-- WORK REQUEST --
Reproduce, exactly and in full, only the lines below from the one containing "Where can the detached" through the one containing "Where can the rusty".

-- PROVIDED INFORMATION --

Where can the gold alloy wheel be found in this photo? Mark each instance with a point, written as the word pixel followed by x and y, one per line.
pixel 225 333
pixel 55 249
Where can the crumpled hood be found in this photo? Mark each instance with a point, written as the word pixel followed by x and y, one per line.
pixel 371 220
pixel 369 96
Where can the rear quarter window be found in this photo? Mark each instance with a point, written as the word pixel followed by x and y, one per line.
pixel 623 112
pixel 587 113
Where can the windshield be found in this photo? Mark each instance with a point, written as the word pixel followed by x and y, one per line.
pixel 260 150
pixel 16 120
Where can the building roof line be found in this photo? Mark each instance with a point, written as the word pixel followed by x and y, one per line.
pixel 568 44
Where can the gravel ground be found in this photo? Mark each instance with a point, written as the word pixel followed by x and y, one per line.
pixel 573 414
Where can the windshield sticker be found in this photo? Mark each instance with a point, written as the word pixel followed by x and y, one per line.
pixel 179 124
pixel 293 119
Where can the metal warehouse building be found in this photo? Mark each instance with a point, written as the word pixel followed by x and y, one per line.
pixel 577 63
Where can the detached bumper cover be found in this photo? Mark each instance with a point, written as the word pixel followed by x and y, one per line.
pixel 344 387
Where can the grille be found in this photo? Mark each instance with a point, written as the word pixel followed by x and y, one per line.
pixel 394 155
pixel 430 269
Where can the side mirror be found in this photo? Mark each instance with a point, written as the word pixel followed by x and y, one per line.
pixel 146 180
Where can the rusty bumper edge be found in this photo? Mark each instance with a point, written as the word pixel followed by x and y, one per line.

==

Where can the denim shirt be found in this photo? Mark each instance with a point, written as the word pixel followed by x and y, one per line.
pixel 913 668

-- YOUR SOLUTION --
Where can the detached bumper cover be found in this photo? Mark each instance with a point, written as the word pixel followed by x and y, one per line.
pixel 344 387
Where can the grille be found in this photo? Mark each instance with a point, written as the word pixel followed by x and y, one per line.
pixel 394 155
pixel 430 269
Where can the side mirror be found in this photo? Mark each instance with a point, written as the word pixel followed by x and y, one per line.
pixel 146 180
Where can the rusty bumper edge be found in this photo? Mark each instance with a point, written as the word pixel followed by x and y, one per line.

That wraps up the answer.